*Goal of the exercise*
Show every line in the records below that contains the word "orange".

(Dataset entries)

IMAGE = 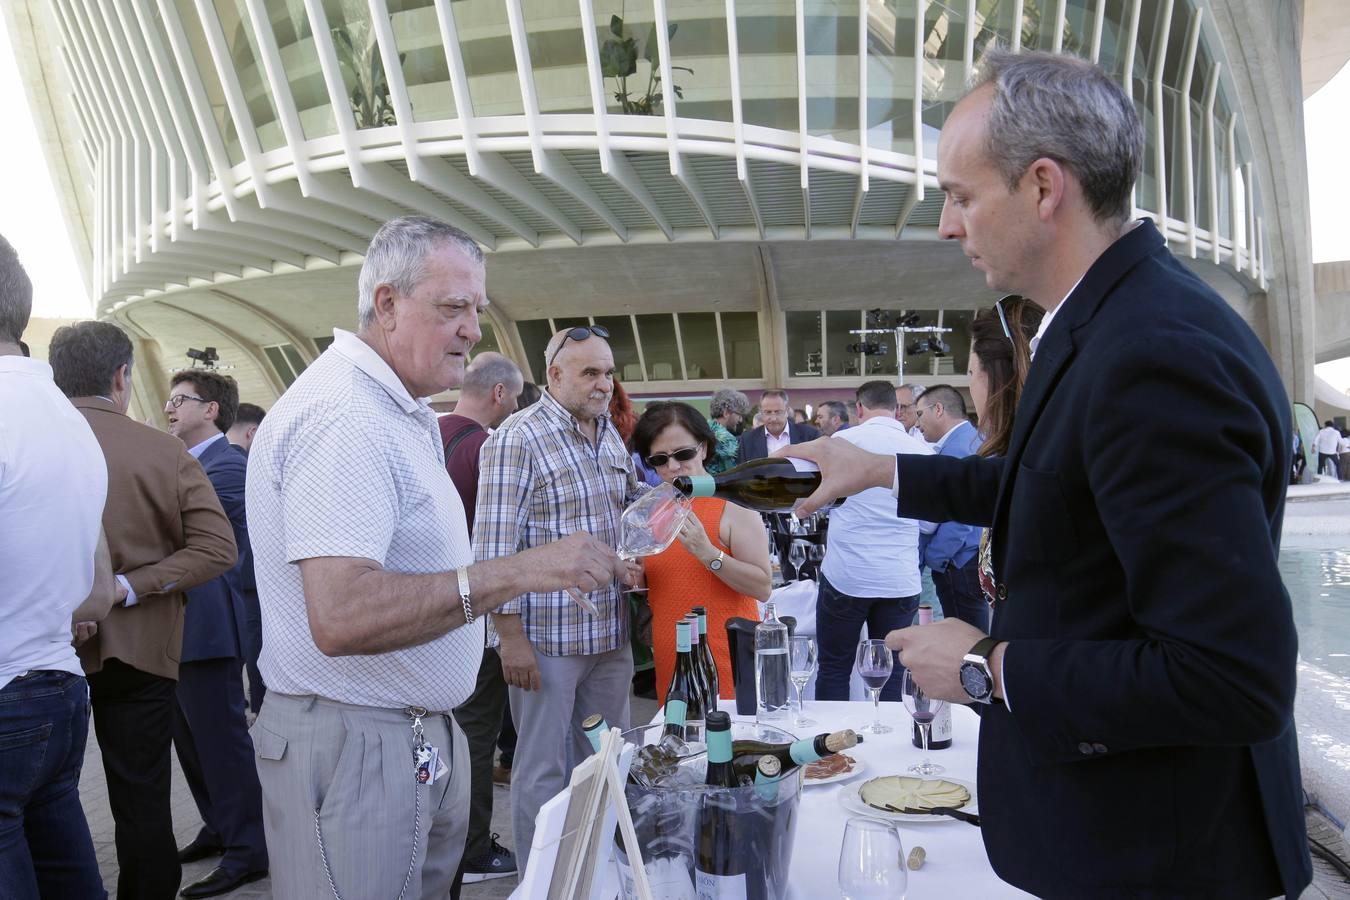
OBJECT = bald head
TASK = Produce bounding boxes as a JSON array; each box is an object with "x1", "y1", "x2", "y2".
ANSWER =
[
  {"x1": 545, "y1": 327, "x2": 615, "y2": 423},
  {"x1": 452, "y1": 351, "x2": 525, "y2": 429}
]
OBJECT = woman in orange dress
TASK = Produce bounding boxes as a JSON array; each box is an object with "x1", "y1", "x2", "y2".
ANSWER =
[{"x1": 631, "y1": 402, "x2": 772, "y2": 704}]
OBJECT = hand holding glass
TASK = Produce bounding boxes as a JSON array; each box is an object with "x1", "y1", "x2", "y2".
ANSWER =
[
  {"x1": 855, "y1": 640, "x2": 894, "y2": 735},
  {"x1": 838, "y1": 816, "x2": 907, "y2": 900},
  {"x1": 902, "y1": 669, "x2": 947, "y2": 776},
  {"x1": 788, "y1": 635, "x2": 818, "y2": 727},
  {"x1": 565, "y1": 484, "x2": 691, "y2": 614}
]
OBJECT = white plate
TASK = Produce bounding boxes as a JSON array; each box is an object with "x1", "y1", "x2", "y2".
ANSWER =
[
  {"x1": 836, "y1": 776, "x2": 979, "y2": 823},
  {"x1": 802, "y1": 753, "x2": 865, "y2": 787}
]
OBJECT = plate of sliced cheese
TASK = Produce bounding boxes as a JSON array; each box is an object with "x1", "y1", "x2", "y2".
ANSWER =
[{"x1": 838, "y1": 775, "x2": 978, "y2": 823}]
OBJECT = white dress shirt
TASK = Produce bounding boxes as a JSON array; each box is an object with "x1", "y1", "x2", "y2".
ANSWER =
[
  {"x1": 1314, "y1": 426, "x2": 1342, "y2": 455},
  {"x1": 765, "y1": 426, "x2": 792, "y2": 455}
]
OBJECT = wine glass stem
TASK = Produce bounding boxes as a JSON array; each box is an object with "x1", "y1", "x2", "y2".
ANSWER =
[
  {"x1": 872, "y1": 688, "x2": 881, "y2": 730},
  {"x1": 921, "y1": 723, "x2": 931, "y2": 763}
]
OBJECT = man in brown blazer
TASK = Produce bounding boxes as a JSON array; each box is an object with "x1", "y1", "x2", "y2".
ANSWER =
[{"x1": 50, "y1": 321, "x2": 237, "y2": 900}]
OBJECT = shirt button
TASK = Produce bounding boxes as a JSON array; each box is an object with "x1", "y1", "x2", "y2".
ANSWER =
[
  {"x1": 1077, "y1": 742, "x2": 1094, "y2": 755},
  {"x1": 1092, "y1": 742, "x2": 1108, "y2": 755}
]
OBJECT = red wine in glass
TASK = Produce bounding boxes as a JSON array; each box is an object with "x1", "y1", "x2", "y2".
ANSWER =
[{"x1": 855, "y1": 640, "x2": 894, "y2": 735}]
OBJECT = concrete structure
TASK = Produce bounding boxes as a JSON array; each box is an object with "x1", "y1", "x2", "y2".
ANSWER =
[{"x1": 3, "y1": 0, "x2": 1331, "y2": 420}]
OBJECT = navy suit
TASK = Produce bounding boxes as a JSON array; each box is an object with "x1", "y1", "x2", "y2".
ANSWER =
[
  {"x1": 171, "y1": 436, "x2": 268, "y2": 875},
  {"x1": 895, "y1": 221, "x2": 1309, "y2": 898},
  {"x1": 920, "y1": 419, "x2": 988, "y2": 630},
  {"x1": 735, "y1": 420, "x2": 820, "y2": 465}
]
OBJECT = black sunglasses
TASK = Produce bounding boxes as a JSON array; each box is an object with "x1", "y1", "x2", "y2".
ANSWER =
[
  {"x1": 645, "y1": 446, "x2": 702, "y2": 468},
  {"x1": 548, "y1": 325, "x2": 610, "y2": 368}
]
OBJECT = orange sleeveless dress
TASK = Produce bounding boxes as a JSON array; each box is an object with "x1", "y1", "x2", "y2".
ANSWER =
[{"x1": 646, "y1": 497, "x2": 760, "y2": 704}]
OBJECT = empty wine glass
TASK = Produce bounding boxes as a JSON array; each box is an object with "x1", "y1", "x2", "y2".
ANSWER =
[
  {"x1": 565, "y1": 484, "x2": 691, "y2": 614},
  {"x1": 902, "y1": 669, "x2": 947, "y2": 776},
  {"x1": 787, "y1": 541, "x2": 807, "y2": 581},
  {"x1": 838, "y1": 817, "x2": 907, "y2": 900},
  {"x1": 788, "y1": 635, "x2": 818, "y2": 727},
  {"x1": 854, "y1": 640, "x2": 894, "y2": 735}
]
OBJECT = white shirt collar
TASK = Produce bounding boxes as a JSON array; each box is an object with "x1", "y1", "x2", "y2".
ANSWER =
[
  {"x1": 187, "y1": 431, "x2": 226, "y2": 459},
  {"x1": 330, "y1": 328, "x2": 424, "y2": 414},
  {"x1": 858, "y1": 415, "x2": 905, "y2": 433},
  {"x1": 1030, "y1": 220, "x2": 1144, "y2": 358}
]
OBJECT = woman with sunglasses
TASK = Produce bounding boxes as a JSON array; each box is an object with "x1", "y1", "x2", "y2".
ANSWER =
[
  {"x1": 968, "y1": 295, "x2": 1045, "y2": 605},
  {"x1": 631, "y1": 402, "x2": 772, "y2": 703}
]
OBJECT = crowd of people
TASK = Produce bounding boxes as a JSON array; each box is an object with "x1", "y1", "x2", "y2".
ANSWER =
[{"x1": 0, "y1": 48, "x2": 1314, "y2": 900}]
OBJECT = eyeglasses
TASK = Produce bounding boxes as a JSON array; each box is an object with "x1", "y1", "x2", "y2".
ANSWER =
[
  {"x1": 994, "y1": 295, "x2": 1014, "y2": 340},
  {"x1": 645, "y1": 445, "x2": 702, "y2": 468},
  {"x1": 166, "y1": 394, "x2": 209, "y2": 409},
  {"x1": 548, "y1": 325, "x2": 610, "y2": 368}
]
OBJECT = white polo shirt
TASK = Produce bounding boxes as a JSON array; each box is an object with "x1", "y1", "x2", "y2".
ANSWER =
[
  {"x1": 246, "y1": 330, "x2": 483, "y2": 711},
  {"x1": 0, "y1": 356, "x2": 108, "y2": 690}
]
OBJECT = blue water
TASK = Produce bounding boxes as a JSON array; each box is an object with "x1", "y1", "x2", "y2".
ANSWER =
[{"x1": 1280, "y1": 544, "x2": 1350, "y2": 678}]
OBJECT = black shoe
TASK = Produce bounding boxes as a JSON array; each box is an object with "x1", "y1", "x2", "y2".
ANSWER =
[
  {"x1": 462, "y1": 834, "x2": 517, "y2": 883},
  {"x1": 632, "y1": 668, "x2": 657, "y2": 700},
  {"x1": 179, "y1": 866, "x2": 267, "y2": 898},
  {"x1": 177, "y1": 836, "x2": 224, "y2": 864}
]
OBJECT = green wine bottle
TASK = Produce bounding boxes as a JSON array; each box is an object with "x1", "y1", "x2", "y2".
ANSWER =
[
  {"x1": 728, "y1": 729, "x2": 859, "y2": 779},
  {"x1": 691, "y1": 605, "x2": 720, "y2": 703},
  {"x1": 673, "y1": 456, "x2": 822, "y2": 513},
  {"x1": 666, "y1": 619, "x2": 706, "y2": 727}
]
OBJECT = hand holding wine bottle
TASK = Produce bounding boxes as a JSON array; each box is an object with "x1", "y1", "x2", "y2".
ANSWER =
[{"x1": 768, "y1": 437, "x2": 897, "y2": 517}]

*Solution to this problem*
OBJECT = woman in orange dress
OBJECT = orange sleeveless dress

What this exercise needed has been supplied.